** TASK DETAILS **
Copy verbatim the span of lines beginning at the line that contains "Reviewer note: make sure each instance of the hazy" and ending with the final line of the data. Exclude pictures from the copy.

** ROWS **
────────────────────────────────────────

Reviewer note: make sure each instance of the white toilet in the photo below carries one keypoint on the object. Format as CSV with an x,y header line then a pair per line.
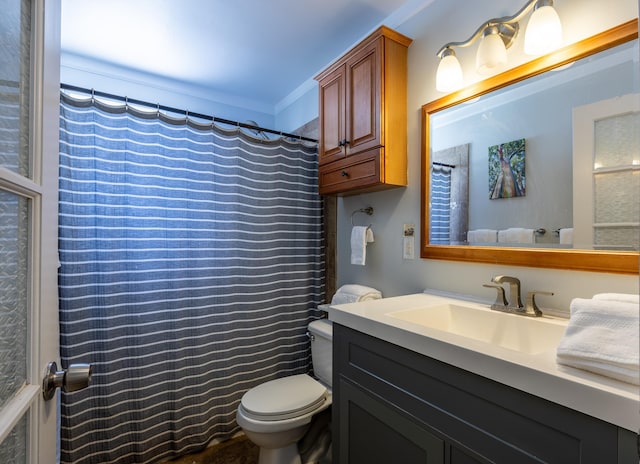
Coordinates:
x,y
276,414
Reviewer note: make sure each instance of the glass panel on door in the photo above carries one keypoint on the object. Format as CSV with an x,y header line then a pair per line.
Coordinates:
x,y
13,294
15,46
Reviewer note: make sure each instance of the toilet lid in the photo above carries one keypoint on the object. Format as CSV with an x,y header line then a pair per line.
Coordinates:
x,y
284,398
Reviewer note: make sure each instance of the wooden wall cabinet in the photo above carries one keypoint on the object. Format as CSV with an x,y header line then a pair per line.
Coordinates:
x,y
363,117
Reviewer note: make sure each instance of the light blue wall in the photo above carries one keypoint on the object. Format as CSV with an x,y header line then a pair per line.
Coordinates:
x,y
84,73
439,23
431,26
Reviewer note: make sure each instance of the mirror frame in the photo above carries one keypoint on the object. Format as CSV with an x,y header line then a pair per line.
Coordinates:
x,y
583,260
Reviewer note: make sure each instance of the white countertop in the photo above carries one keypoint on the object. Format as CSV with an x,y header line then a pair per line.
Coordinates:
x,y
539,374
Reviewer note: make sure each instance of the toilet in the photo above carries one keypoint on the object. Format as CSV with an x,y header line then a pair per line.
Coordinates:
x,y
276,414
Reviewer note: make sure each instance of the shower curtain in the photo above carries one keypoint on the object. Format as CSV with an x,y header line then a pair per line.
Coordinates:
x,y
191,262
440,211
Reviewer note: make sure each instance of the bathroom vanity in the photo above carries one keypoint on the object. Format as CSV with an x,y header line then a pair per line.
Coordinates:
x,y
420,389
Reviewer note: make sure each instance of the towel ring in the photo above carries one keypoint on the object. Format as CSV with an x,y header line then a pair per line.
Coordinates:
x,y
368,211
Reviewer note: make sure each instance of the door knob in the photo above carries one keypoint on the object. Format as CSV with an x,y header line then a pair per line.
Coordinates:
x,y
76,377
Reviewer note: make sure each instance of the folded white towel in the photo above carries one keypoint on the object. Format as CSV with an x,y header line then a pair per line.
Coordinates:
x,y
602,337
360,236
353,293
624,297
516,235
566,236
482,236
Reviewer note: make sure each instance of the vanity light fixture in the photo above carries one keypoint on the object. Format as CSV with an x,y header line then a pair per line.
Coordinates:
x,y
543,34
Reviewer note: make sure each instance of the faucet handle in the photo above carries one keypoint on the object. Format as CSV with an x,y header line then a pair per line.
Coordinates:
x,y
501,299
531,301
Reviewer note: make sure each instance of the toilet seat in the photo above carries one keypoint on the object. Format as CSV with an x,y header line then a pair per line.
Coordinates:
x,y
284,398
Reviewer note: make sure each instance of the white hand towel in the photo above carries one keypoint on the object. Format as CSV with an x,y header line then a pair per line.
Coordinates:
x,y
566,236
602,337
353,293
482,236
624,297
516,235
360,236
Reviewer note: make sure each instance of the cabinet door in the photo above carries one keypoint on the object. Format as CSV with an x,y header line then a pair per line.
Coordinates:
x,y
332,116
374,432
363,75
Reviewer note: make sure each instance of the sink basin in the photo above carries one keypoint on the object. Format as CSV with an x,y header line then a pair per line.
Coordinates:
x,y
529,335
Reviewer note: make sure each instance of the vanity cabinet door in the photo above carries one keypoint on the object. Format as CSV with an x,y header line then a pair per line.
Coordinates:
x,y
373,431
477,419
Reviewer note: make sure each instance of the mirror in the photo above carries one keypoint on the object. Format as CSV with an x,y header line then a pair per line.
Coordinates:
x,y
519,177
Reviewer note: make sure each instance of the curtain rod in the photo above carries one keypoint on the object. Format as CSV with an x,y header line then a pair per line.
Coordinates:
x,y
452,166
186,113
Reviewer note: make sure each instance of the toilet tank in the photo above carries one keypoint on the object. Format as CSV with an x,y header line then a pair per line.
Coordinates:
x,y
321,334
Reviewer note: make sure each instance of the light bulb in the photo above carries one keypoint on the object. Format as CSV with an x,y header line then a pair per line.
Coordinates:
x,y
449,73
544,31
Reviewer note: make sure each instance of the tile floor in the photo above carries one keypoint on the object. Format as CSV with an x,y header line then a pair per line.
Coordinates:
x,y
238,450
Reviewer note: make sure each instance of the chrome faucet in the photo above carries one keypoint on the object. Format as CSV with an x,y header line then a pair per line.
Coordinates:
x,y
514,303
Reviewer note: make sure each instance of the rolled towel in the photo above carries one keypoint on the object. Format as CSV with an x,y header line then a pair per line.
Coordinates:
x,y
516,235
482,236
624,297
353,293
602,337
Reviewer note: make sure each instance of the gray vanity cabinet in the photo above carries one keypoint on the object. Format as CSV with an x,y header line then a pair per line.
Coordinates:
x,y
392,405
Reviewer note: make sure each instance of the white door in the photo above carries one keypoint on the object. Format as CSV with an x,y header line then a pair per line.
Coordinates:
x,y
29,96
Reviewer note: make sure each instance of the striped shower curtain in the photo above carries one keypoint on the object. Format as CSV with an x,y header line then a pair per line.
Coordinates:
x,y
440,210
191,263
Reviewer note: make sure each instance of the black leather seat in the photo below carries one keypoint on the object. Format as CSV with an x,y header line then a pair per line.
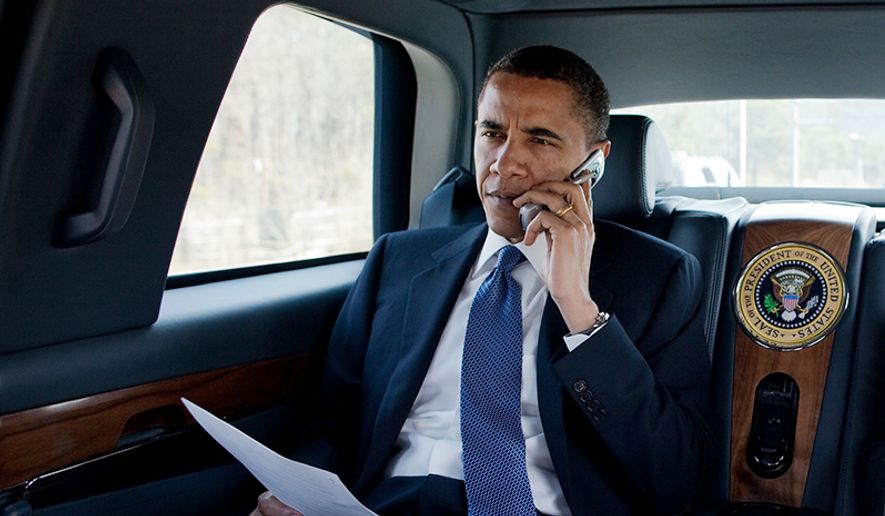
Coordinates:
x,y
862,484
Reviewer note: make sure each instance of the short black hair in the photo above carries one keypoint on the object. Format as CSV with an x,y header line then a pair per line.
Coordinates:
x,y
549,62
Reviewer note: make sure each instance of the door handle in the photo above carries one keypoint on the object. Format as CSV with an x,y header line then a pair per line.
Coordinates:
x,y
118,78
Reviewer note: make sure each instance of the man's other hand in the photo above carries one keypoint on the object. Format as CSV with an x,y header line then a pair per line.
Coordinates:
x,y
268,505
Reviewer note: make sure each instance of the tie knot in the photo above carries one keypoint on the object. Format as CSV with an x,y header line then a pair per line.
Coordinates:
x,y
508,258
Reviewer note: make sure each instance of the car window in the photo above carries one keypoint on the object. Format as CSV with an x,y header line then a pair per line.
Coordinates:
x,y
286,173
832,143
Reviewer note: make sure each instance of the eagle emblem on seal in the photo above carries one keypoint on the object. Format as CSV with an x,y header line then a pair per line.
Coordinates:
x,y
790,292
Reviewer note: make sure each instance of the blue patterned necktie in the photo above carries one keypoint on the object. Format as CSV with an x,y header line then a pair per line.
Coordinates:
x,y
491,377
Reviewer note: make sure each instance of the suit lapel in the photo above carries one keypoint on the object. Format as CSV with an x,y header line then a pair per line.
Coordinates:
x,y
431,295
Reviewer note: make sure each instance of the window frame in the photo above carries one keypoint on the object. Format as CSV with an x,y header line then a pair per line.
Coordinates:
x,y
395,106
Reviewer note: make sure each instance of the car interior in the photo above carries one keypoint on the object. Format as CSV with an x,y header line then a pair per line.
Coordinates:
x,y
107,114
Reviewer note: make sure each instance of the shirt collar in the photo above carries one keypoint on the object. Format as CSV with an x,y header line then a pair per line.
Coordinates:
x,y
536,254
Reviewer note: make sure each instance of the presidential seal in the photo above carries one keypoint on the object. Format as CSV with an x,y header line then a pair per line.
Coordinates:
x,y
790,296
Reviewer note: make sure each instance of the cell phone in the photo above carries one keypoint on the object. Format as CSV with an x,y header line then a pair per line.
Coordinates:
x,y
591,170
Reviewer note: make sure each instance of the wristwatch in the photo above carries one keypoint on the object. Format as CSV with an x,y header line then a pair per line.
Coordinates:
x,y
601,320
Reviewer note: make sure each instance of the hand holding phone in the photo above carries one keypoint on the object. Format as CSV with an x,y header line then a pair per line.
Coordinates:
x,y
591,170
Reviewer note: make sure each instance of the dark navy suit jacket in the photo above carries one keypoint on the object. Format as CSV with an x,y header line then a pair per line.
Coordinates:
x,y
624,415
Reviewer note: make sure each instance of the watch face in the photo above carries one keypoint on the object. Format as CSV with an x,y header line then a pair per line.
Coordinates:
x,y
790,296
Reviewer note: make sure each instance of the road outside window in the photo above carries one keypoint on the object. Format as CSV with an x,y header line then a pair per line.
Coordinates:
x,y
774,143
287,170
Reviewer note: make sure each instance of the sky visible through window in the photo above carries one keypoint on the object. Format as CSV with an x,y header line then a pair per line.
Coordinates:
x,y
774,143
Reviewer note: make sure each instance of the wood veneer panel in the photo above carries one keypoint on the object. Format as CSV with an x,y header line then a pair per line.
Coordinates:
x,y
42,439
829,227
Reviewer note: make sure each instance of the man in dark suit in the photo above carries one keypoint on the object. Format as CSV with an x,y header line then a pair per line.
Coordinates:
x,y
614,392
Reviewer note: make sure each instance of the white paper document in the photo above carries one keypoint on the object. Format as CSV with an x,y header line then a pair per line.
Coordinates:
x,y
313,491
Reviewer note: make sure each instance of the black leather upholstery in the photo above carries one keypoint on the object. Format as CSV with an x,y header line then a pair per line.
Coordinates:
x,y
862,485
639,160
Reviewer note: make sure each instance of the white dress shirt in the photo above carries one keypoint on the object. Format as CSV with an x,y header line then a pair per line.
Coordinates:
x,y
430,440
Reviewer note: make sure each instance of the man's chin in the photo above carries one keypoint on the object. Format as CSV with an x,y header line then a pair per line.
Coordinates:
x,y
510,230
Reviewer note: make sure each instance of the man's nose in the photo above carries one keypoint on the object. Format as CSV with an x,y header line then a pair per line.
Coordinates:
x,y
510,161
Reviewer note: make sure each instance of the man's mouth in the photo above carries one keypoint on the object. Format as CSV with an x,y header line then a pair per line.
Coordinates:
x,y
502,199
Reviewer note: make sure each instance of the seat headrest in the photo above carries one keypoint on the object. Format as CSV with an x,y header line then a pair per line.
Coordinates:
x,y
639,163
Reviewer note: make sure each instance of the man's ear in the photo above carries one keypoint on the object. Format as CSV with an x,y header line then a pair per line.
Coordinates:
x,y
606,147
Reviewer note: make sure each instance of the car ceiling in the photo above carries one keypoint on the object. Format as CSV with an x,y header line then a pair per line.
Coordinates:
x,y
511,6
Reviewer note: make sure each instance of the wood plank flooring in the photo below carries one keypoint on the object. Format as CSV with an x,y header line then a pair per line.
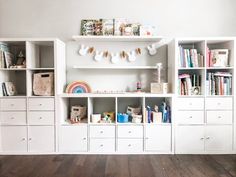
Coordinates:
x,y
118,166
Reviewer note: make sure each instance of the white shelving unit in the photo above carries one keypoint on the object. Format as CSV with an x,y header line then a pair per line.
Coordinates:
x,y
28,122
31,124
205,123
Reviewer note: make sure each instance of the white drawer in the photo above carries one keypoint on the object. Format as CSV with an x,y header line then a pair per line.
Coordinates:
x,y
41,103
190,104
219,117
134,131
130,145
102,145
13,118
41,118
18,104
190,117
218,103
102,131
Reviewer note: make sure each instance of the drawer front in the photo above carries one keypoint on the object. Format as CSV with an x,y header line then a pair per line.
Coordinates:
x,y
13,118
41,103
102,131
219,117
130,131
130,145
73,139
190,117
41,118
190,104
102,145
13,104
219,103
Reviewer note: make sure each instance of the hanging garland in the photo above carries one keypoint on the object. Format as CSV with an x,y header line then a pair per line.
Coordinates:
x,y
115,57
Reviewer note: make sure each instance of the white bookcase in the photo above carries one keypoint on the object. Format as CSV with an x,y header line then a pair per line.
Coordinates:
x,y
39,124
115,137
204,123
28,122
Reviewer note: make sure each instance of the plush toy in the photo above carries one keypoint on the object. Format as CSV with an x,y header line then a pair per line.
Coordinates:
x,y
83,50
152,49
131,56
115,58
98,56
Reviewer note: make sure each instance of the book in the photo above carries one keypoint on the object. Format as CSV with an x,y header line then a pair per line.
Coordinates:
x,y
87,27
8,57
107,27
219,57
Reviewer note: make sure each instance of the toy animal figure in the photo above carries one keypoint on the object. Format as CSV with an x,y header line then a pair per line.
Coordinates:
x,y
83,50
115,58
98,56
131,56
152,49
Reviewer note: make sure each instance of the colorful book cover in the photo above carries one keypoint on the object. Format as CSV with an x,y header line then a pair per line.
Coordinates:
x,y
108,27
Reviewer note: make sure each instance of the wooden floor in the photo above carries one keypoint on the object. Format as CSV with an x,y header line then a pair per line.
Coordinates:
x,y
118,166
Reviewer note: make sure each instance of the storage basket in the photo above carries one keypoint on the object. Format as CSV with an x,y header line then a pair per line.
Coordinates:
x,y
43,84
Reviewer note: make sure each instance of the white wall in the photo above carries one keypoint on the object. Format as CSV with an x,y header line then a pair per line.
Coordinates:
x,y
61,18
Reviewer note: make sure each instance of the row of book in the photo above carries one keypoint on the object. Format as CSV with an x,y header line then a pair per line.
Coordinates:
x,y
189,58
219,83
8,89
6,58
158,116
217,58
117,27
189,84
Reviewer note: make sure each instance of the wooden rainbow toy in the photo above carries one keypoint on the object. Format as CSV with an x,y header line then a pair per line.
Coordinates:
x,y
78,87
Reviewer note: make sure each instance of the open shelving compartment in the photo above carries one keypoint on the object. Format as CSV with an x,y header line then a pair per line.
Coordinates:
x,y
17,77
99,107
133,102
40,54
65,105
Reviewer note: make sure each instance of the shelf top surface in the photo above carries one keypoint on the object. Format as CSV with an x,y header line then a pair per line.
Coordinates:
x,y
135,94
118,38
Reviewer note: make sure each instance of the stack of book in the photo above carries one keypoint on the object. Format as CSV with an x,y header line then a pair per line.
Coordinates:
x,y
189,84
219,83
189,58
6,58
8,89
217,57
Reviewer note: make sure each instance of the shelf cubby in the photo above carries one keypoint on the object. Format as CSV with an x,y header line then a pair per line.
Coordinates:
x,y
135,102
199,45
15,47
40,54
223,44
151,102
30,77
65,107
100,105
17,77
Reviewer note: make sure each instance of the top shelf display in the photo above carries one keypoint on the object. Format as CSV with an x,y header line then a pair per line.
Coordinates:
x,y
118,38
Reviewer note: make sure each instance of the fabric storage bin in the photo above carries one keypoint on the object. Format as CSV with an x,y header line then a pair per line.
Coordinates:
x,y
43,84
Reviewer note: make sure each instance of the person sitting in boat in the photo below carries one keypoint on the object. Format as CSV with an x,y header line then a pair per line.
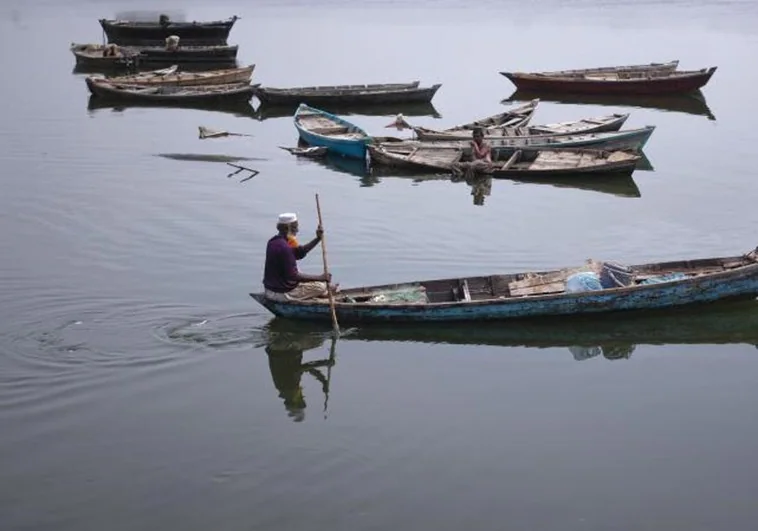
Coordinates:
x,y
281,278
172,43
110,50
480,149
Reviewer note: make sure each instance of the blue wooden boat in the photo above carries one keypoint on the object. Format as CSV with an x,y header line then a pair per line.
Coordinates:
x,y
323,129
539,294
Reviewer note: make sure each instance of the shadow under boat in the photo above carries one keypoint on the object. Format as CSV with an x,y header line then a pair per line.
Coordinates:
x,y
266,111
614,336
242,109
620,185
687,103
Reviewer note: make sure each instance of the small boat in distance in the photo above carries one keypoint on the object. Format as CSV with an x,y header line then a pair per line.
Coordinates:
x,y
537,294
628,139
172,76
229,93
98,55
669,66
136,32
320,128
598,124
399,93
645,82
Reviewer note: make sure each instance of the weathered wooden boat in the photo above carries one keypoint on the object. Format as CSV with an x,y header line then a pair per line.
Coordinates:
x,y
348,94
541,294
630,139
605,83
103,88
131,32
320,128
523,164
715,324
598,124
515,117
692,103
220,53
669,66
101,57
171,76
95,54
241,109
266,111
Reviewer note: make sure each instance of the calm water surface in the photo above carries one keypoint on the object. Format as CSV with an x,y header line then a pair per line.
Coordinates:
x,y
141,389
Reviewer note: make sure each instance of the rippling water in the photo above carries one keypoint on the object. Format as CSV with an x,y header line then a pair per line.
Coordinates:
x,y
141,388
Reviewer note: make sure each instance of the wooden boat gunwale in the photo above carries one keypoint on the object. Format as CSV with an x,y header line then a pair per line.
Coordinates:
x,y
187,78
595,124
733,269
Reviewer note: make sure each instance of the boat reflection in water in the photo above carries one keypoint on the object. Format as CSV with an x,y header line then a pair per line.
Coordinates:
x,y
264,111
619,185
285,349
689,103
611,336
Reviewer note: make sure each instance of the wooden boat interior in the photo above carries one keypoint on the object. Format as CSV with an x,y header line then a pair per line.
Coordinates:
x,y
633,75
508,118
345,89
97,51
322,124
562,127
665,67
175,90
530,284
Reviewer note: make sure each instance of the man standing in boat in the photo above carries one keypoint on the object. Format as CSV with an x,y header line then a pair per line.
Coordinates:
x,y
281,278
480,149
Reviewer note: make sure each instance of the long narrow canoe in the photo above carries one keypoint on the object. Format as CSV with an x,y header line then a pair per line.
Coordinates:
x,y
93,54
629,139
522,164
172,77
669,66
541,294
598,124
693,103
130,32
637,83
320,128
170,94
348,94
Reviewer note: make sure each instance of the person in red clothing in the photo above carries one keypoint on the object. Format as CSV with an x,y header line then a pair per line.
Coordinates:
x,y
282,280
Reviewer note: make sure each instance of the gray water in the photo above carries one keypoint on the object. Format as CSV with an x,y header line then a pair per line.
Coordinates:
x,y
142,389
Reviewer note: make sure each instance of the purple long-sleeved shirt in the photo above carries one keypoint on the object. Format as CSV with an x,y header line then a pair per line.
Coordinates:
x,y
280,272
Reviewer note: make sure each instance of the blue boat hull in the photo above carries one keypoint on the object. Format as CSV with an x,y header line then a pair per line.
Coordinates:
x,y
355,149
736,284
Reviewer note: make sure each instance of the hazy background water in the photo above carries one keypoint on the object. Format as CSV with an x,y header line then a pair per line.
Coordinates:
x,y
135,387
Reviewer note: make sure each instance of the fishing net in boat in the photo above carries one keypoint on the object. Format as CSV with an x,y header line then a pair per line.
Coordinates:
x,y
664,278
584,281
410,295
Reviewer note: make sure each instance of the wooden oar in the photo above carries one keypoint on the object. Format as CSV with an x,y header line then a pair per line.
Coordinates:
x,y
335,325
215,133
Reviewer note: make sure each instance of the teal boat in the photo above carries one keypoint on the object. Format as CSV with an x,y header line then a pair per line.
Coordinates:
x,y
323,129
541,294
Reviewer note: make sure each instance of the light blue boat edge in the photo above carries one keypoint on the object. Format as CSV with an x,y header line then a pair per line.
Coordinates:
x,y
352,148
712,288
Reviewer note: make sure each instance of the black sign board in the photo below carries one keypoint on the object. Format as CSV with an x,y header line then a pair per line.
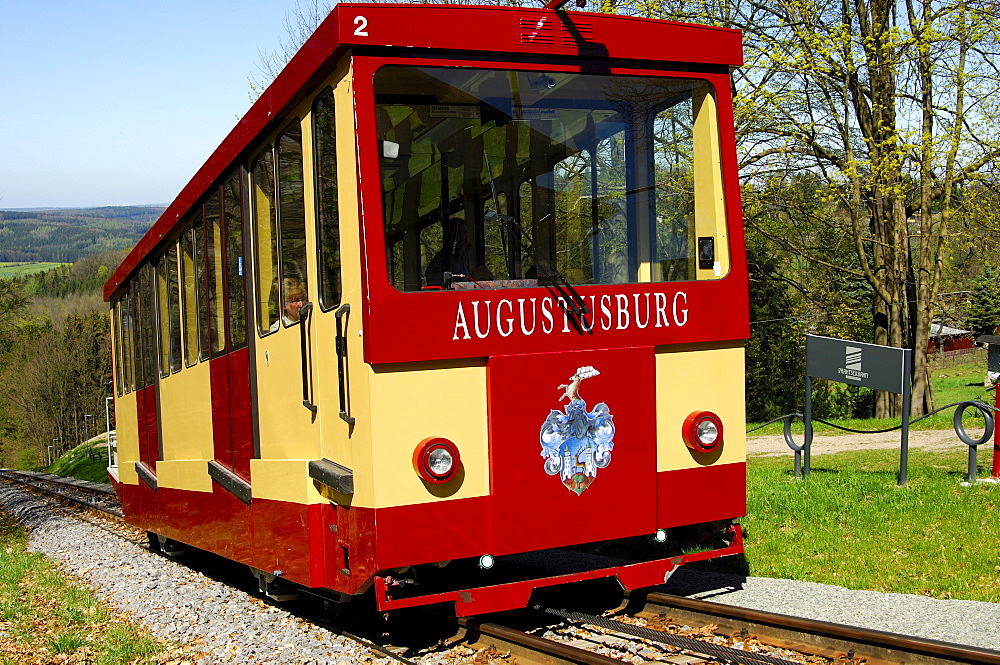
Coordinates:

────────────────────────────────────────

** TASK RESULT **
Reviewer note: make sure each instance of the hazy background water in the photo above carries one keypoint on the object. Format as CSV with an x,y header line then a pair per line.
Coordinates:
x,y
135,387
Reviewer note: make sure each instance of the fishing net in boat in the photo above carries one keypoint on the object. Format as CSV with an x,y header line then a pair per line.
Coordinates:
x,y
664,278
584,281
410,295
Reviewer note: make sure each instance of the wooden oar in the photo above carries one keypoint on the object. Format as CSV with an x,y header line then a pair per line.
Coordinates:
x,y
335,325
215,133
Reviewer note: make sure each instance of the teal boat in the photo above carries one keypoint on the object. Format as CSV with an x,y header line then a pair per line.
Coordinates:
x,y
323,129
541,294
Reviewer note: make sure each instance of the light blue boat edge in the photo above carries one keypoint on the object. Format as CSV with an x,y header line then a pair per line.
Coordinates:
x,y
352,148
712,288
Reviewer note: make sure each instance of the black sign board in the photo below carries one keypoint on the object. Format as CSV with an x,y header line then a pair per line.
Coordinates:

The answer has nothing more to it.